>> Begin EXERCISE DATA

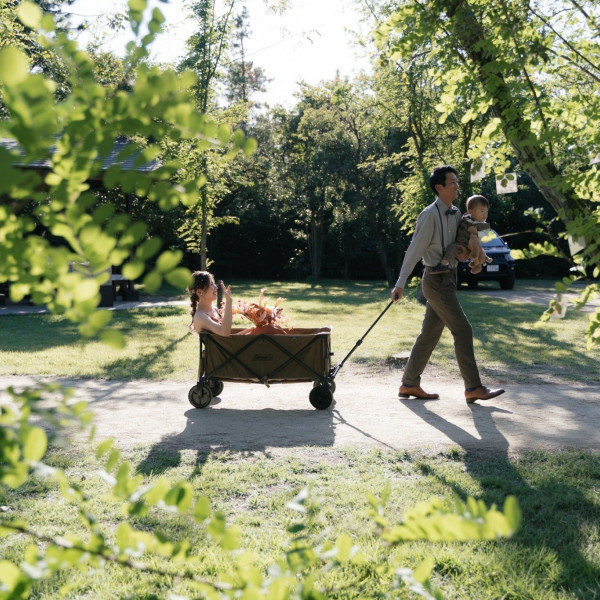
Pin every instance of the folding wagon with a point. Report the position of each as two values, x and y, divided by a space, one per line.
303 355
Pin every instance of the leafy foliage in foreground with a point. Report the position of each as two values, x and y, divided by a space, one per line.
296 574
77 133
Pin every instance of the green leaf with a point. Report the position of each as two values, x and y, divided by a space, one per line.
179 278
133 270
14 66
148 248
168 260
35 445
29 14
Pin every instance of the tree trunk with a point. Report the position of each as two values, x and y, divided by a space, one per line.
203 228
315 246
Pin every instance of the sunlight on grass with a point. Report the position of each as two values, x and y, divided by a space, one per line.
555 556
509 338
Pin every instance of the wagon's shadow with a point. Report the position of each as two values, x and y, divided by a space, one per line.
207 431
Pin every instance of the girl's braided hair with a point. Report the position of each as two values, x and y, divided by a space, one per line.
200 282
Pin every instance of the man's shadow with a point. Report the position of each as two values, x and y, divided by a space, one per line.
554 501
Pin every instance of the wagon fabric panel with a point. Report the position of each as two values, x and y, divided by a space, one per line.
301 355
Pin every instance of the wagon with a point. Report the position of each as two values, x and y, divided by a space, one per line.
303 355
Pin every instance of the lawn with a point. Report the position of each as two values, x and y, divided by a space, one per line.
555 555
510 341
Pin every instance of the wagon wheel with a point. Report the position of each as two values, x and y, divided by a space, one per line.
321 397
200 396
216 387
331 384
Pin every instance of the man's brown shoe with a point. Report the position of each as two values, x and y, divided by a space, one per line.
406 391
482 393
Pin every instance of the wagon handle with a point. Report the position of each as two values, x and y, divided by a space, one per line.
360 341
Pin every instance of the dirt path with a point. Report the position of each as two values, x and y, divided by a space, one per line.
366 413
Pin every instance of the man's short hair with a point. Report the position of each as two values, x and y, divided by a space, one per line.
438 176
477 200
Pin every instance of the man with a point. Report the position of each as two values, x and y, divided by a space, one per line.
435 230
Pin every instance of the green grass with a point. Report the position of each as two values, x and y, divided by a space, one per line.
510 342
556 554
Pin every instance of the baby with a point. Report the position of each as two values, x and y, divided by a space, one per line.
471 229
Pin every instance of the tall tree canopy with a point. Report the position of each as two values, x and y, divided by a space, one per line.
531 69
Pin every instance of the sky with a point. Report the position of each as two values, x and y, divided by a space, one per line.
311 41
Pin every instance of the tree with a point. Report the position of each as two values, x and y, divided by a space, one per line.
207 49
242 78
76 132
534 69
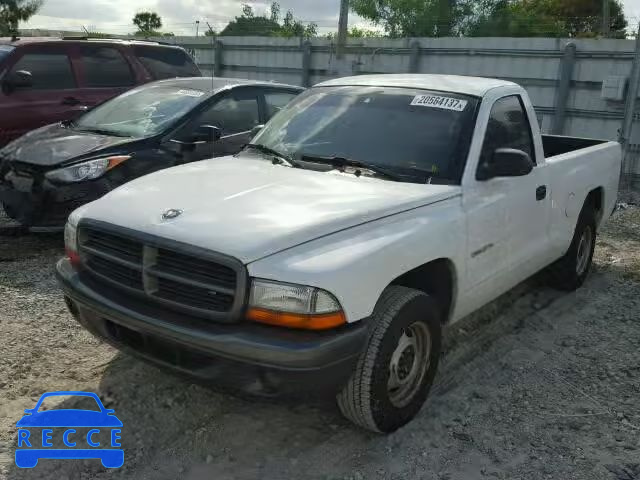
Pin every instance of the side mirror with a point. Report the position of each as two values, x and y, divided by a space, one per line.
255 130
506 162
18 79
207 134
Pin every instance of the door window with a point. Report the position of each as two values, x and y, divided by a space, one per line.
166 62
49 70
105 67
276 101
508 128
231 115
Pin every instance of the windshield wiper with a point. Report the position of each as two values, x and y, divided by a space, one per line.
341 162
279 156
100 131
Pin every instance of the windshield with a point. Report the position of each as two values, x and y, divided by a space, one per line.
142 112
419 134
5 50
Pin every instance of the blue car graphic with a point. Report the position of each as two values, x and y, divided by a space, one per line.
29 452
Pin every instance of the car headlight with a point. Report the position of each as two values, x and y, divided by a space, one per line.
88 170
294 306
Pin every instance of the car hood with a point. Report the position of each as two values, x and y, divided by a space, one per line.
56 145
249 208
69 418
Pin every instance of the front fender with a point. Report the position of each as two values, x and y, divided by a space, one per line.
357 264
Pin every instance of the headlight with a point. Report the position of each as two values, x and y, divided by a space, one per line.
88 170
295 306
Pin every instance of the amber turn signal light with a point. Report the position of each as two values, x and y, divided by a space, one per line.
323 321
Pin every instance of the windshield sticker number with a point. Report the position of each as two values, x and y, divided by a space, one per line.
191 93
436 101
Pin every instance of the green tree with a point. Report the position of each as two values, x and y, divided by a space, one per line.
250 24
549 18
514 18
295 28
148 23
12 12
415 18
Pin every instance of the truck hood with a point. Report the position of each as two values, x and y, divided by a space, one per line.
249 208
55 145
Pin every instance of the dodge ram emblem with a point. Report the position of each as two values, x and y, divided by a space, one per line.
171 214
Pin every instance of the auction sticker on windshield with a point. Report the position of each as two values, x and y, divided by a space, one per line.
436 101
191 93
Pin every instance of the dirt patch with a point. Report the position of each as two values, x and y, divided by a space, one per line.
537 385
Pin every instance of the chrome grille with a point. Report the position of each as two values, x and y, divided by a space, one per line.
191 280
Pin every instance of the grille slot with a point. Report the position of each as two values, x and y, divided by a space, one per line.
199 269
129 277
195 283
114 245
196 296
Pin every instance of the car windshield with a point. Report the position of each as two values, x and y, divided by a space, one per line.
417 134
141 112
5 50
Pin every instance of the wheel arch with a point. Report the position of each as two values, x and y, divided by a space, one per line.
595 199
437 278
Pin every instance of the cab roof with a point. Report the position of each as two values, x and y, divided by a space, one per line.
17 41
476 86
214 84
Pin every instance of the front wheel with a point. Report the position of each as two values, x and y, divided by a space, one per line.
395 372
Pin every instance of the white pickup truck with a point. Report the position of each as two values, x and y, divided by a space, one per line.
329 253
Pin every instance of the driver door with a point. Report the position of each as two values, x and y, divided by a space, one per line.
50 98
506 217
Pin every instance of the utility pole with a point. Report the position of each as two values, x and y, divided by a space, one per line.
343 27
630 108
606 18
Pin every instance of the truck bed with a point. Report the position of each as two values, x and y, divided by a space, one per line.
557 145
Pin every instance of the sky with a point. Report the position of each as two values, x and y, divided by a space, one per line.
114 16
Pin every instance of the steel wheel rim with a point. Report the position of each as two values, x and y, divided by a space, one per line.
409 364
584 251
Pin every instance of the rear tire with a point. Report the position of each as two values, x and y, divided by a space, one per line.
395 371
570 272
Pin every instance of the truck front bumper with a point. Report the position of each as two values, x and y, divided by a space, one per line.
248 357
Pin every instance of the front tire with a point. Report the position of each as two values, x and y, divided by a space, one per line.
570 272
395 371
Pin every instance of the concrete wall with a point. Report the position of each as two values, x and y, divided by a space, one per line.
535 63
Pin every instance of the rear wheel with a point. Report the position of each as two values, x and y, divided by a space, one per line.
570 272
396 369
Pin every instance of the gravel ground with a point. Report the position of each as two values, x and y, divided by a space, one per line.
538 385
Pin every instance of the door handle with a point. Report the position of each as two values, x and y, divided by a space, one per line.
70 101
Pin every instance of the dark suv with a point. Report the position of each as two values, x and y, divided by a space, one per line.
47 80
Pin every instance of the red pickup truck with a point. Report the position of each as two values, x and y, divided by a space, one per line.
47 80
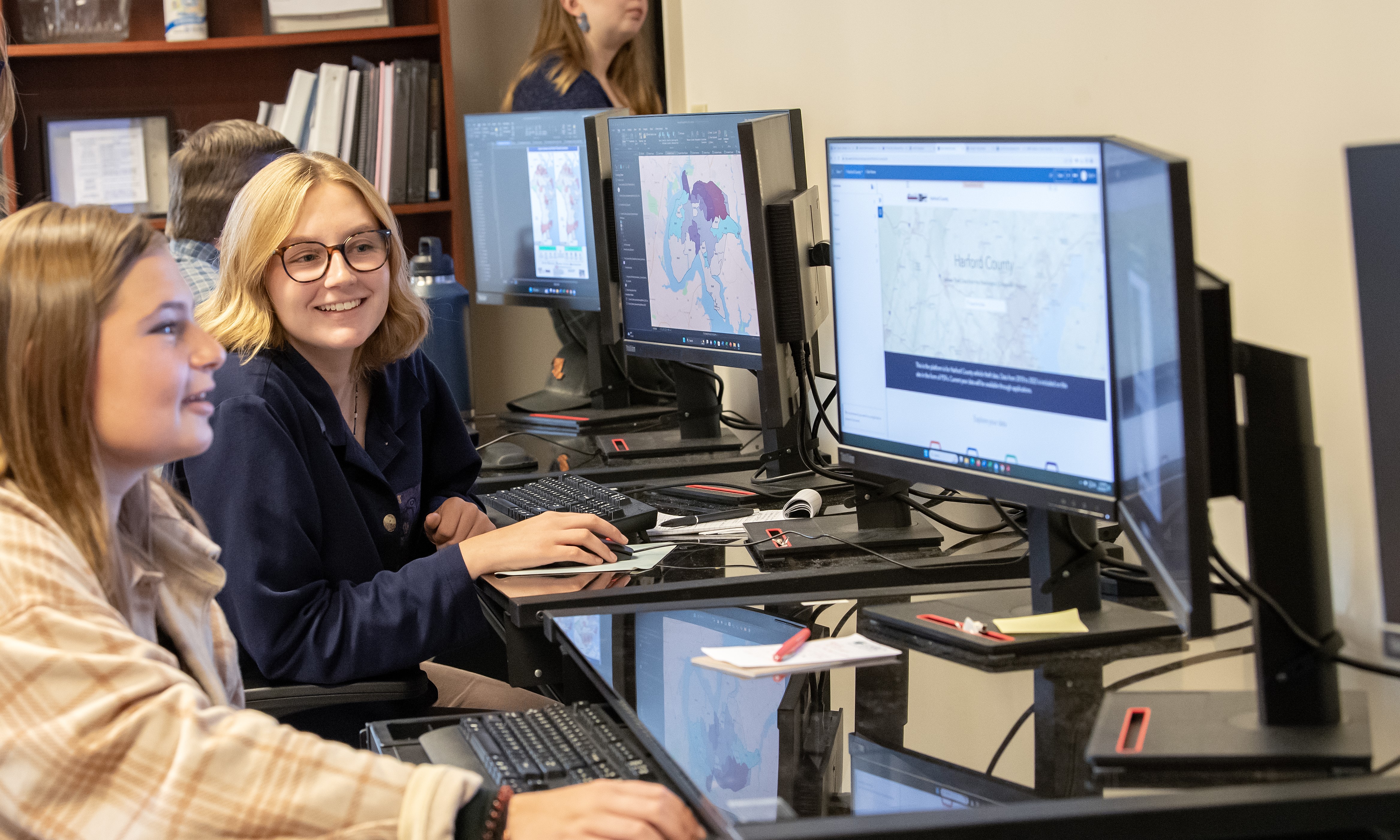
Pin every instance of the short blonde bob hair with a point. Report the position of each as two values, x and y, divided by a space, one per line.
240 314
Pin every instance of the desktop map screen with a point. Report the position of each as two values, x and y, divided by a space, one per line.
532 226
684 247
972 304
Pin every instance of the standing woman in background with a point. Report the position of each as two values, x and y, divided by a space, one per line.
587 55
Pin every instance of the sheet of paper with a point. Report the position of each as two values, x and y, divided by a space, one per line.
719 527
300 7
843 649
1065 621
108 167
640 561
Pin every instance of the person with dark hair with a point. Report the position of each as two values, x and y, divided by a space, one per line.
206 173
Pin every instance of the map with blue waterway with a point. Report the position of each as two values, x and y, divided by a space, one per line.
699 262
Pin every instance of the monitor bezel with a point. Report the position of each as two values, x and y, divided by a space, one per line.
671 352
598 241
943 475
1192 609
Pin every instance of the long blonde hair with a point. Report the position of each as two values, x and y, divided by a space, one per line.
61 269
632 70
240 314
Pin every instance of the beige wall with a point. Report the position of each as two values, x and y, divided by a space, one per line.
1259 94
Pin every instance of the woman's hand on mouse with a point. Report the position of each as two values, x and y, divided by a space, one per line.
540 541
454 521
603 810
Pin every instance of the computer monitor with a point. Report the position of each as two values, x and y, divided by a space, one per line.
715 223
891 780
1374 174
1160 408
541 239
720 728
534 236
975 350
685 236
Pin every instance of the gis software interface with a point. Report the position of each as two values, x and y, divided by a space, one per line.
684 250
972 306
532 225
720 728
1147 360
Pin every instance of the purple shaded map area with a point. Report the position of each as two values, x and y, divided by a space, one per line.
709 197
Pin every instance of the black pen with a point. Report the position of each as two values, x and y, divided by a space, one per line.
715 517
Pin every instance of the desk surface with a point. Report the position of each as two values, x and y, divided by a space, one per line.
716 570
587 461
909 737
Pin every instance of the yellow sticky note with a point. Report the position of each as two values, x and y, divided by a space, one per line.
1065 621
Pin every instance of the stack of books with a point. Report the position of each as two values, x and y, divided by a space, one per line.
383 120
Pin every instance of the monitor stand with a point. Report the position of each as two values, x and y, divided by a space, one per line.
881 523
584 391
1296 724
1063 576
699 432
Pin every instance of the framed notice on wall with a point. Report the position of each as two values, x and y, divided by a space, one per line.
117 162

>> End EXERCISE DATA

#### WRITTEN EXERCISE
Give the lines from the one containing "Pin every instance of the woman's" through the end of the entries again, exactly as written and with no other lines.

#### EXERCISE RESPONSE
Pin every instance of the woman's hand on mouse with a point. Report the position of each as two values, x and y, divided by a space, one per line.
540 541
454 521
603 810
Pin every instance of the computer monitor with a point. Report the position of each as two values, x and y, divided by a space, one per line.
715 223
891 780
1374 174
1160 408
541 239
720 728
534 236
975 350
685 236
Pin every instance of the gis software interface with a point. Report the position of each as two values, x and y, divided by a space, one per line.
684 250
972 306
532 225
720 728
1147 360
Pin every instance of the purple shaded map area with a point. Report the position of each as two values, x and y, divided by a space, one per line.
709 197
Pin every instance of the black pen with a point. Report the position of each as two values, x and y, divided by a space, one per line.
715 517
Pin every instance of the desk surface with a point. Report the position of each as two values, x and y, divided by a space, one per line.
716 570
587 461
909 737
Pin every instance of the yellow sticky note with a point. Report the position of each as two values, x and y, divided by a space, one per line.
1065 621
Pin every instance of the stack of books with a point. Report the position of each as two values, x and y, divided by a space, one per line.
383 120
Pin every instance of the monitor stand with a point. Report the position of each as two values, x and y, divided by a space, one per line.
881 523
584 391
1296 724
1063 576
699 432
Pin every instance of the framed notice on wall with a point. Report the position of each as two values, x and y, divided by a space, one per line.
117 162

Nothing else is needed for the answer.